Rewrite the items from the start up to and including the line containing "top-left (46, 36), bottom-right (56, 40)", renaming every "Output" to "Result" and leaving all else unchanged.

======== RECORDS FOR THE EXERCISE ========

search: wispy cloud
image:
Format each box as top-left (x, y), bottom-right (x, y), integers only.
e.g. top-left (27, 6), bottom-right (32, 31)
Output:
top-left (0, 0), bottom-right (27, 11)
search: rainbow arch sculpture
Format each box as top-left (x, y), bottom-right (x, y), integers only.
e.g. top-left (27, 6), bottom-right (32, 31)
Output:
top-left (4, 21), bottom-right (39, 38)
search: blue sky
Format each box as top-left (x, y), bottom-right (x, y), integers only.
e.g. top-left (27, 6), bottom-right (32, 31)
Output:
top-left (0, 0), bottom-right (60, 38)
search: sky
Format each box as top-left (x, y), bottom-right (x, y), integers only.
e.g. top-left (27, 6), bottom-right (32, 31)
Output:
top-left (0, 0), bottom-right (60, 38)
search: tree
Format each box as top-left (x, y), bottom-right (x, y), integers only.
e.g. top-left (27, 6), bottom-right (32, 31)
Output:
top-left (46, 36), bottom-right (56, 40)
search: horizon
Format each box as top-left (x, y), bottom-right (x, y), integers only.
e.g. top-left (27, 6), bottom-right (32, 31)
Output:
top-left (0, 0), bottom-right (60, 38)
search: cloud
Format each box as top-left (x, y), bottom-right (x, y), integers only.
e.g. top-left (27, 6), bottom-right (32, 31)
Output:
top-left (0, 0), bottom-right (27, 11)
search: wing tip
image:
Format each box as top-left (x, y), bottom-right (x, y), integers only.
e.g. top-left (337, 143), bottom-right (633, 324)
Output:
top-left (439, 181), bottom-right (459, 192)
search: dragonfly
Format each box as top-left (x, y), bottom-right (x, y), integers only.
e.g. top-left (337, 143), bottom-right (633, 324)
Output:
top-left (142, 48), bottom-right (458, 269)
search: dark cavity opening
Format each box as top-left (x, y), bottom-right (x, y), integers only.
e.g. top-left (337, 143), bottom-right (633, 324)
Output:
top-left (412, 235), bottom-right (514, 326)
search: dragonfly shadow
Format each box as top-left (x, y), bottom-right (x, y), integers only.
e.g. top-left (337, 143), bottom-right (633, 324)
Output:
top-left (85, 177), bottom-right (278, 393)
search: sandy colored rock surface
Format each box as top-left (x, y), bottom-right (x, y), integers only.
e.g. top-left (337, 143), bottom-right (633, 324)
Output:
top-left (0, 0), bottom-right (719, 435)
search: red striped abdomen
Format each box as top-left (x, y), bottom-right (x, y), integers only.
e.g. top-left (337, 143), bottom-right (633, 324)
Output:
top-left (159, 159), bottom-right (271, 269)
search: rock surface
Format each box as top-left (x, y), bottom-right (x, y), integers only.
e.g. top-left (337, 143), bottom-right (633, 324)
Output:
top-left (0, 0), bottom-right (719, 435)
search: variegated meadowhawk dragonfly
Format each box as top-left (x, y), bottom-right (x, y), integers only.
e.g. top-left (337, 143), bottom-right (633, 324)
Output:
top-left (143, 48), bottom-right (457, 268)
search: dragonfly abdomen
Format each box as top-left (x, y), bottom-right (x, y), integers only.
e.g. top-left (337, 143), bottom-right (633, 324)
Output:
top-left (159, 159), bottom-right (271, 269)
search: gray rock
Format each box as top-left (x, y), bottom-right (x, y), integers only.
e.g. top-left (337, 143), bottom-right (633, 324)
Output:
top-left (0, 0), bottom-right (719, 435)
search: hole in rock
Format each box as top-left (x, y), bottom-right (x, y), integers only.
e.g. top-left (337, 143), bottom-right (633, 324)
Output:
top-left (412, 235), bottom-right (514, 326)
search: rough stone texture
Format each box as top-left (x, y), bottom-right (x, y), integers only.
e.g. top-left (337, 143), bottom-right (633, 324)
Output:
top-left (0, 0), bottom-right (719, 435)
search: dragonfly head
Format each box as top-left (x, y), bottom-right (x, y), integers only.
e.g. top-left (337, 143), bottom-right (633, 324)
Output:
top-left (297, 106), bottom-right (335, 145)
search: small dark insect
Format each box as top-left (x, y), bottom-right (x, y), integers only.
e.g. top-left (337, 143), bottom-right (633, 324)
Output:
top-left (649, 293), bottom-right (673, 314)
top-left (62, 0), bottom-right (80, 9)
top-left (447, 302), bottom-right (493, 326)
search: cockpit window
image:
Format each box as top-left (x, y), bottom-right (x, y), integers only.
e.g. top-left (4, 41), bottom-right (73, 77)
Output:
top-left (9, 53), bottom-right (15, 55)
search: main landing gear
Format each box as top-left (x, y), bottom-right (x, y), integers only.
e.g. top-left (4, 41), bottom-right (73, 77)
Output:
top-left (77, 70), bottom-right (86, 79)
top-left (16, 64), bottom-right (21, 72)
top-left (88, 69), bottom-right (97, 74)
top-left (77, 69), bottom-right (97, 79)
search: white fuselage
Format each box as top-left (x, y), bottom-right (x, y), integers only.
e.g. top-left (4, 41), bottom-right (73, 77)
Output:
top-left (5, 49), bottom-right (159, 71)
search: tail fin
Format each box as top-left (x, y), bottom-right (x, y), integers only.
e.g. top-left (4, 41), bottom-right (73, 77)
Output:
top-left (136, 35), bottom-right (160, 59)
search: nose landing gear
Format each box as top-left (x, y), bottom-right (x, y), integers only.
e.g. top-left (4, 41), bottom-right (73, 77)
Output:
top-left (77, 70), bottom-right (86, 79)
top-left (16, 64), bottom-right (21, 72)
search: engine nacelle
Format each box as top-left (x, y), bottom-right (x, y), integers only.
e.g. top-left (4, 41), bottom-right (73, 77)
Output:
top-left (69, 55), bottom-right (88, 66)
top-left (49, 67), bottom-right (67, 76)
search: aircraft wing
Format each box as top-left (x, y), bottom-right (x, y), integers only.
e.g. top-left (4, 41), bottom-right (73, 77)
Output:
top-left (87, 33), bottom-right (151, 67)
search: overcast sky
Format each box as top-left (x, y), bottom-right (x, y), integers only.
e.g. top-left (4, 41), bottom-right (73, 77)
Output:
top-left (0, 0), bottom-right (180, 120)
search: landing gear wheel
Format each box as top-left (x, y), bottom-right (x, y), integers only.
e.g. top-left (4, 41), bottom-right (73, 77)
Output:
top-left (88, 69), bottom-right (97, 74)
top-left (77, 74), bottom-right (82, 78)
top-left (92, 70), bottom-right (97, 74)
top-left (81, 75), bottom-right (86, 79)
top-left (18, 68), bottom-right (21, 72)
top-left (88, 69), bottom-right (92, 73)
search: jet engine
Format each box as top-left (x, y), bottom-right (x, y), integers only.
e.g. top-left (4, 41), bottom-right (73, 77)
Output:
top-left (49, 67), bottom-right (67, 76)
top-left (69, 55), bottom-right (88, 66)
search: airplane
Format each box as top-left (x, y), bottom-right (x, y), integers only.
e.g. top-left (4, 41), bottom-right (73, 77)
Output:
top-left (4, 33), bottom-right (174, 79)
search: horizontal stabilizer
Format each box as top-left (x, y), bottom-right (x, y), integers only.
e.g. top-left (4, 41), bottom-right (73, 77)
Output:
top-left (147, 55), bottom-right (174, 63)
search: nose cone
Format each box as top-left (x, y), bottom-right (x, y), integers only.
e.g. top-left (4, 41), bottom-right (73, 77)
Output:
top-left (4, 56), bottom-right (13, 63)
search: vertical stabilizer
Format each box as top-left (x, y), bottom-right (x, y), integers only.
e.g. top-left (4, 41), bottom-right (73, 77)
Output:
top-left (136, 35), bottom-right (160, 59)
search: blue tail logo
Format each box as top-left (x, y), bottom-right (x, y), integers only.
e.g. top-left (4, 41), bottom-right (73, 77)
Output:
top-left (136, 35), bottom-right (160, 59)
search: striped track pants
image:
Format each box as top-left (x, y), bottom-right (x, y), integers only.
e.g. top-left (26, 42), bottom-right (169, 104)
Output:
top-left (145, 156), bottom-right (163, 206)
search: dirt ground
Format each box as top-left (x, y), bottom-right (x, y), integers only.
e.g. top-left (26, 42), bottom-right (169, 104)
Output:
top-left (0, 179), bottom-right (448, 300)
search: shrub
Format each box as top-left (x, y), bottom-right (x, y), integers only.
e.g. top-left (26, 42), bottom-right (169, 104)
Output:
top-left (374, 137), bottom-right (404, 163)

========

RESULT FOR THIS EXERCISE
search: wispy cloud
image:
Format each box as top-left (x, y), bottom-right (x, y), integers only.
e.g. top-left (27, 6), bottom-right (32, 31)
Result:
top-left (0, 0), bottom-right (27, 11)
search: rainbow arch sculpture
Format each box as top-left (x, y), bottom-right (x, y), integers only.
e.g. top-left (27, 6), bottom-right (32, 31)
Result:
top-left (4, 21), bottom-right (39, 38)
search: blue sky
Format each box as top-left (x, y), bottom-right (x, y), integers only.
e.g. top-left (27, 6), bottom-right (32, 31)
Result:
top-left (0, 0), bottom-right (60, 38)
search: sky
Format each box as top-left (x, y), bottom-right (x, y), integers only.
e.g. top-left (27, 6), bottom-right (32, 31)
Result:
top-left (0, 0), bottom-right (60, 38)
search: tree
Format each box as top-left (x, y), bottom-right (x, y), integers only.
e.g. top-left (27, 6), bottom-right (32, 31)
Result:
top-left (46, 36), bottom-right (56, 40)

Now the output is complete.